◆ TASK TO CARRY OUT ◆
Could the lines from the start of the data through the line with "column 286, row 66" be set down exactly, with no pictures among them?

◆ Referring expression pointing data ◆
━━━━━━━━━━━━━━━━

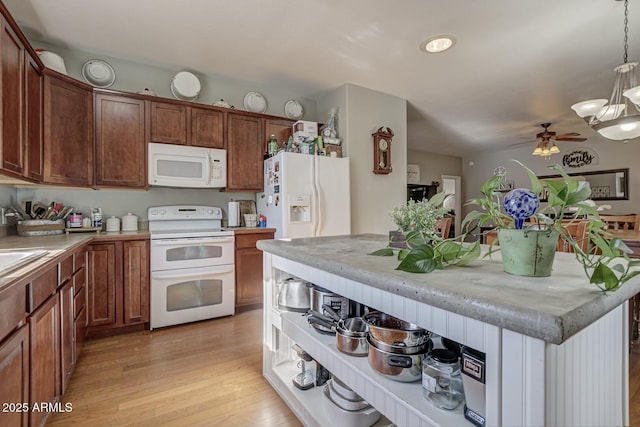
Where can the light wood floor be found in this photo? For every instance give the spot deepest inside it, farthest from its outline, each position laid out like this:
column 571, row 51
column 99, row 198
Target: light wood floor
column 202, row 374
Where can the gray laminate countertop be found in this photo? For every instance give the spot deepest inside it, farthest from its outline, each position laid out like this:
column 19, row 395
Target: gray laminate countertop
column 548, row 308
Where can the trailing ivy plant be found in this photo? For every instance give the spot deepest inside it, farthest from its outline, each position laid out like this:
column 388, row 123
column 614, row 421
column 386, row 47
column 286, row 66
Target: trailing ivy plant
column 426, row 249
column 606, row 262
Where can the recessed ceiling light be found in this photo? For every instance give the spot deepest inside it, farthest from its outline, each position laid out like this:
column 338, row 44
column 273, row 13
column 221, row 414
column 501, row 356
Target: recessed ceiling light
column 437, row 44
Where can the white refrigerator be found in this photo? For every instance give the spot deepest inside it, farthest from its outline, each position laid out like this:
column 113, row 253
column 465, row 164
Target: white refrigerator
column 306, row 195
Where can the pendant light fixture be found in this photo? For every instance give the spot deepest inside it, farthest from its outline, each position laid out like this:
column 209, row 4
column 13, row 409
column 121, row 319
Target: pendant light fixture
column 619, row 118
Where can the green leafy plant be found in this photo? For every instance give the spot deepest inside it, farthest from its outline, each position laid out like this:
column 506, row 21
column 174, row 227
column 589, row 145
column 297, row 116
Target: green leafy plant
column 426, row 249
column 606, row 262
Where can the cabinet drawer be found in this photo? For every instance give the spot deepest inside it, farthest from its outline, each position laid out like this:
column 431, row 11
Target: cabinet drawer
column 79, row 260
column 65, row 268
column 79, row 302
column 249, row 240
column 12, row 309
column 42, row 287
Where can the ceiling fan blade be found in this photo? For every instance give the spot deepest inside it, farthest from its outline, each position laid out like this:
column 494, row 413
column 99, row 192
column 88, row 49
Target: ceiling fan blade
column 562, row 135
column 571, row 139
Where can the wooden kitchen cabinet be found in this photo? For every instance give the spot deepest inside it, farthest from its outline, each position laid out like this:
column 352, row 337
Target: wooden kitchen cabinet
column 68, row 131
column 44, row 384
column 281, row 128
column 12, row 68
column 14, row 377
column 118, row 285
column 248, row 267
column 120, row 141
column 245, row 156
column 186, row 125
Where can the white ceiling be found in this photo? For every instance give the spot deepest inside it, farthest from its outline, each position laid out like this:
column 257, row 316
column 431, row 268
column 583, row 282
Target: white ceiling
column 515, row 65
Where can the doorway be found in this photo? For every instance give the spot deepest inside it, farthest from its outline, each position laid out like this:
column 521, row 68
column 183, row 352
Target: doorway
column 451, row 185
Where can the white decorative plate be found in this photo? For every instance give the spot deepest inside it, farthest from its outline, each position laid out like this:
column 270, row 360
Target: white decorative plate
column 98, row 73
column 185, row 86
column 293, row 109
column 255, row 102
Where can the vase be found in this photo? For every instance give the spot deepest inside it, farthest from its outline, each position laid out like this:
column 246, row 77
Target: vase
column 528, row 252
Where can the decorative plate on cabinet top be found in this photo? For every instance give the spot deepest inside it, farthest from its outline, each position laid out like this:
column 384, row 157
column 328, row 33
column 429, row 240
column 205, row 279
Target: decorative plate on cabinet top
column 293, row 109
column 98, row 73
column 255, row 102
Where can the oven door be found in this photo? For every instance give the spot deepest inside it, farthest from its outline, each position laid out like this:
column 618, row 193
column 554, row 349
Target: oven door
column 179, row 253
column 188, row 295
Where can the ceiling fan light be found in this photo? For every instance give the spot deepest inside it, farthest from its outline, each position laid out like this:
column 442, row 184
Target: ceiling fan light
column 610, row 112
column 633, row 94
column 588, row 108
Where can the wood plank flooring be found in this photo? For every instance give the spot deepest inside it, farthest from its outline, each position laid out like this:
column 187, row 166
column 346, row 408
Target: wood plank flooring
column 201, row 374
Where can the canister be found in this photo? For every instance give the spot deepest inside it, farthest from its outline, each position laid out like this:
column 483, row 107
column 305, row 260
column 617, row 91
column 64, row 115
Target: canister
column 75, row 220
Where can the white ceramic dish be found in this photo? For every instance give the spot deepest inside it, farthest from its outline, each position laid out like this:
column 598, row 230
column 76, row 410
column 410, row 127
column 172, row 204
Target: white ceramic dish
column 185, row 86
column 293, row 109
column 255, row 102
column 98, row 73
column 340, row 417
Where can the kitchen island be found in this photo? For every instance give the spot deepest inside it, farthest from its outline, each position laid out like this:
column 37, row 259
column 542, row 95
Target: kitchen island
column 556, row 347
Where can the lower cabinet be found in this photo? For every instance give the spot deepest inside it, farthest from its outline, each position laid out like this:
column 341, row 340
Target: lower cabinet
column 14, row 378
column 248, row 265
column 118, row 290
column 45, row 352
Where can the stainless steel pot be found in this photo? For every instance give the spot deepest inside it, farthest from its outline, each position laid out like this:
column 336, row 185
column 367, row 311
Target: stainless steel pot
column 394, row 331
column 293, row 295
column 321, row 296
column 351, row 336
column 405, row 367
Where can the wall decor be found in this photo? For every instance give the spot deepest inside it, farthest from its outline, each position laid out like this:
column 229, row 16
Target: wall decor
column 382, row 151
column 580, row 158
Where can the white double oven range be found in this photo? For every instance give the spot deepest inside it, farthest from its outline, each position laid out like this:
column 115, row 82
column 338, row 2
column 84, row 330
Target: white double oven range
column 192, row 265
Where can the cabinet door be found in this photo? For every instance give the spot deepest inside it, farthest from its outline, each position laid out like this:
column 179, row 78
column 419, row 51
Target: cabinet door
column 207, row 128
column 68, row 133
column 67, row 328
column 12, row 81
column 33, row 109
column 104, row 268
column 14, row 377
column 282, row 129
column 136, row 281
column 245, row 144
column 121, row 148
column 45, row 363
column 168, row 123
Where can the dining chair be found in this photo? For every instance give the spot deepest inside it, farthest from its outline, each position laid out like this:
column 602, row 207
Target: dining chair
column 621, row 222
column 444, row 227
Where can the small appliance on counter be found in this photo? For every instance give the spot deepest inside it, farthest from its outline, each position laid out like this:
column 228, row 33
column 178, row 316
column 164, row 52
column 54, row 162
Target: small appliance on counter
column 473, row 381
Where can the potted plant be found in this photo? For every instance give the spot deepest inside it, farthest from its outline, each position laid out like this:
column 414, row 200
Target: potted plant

━━━━━━━━━━━━━━━━

◆ REPLY ◆
Where can the light wood floor be found in this photo? For every instance give the spot deepest inside it, farthest from its outline, each position laid out like this:
column 571, row 51
column 99, row 198
Target: light wood floor
column 202, row 374
Where can the gray laminate countertop be found in this photo? For every instance give the spot deepest inside it, farthest from its outline, each position laid out like this:
column 19, row 395
Target: gray laminate countertop
column 548, row 308
Where can the trailing ivy plant be found in this photo? For every instance give the spot deepest inside it, farthest from its outline, each position laid out like this:
column 388, row 123
column 614, row 421
column 386, row 47
column 286, row 66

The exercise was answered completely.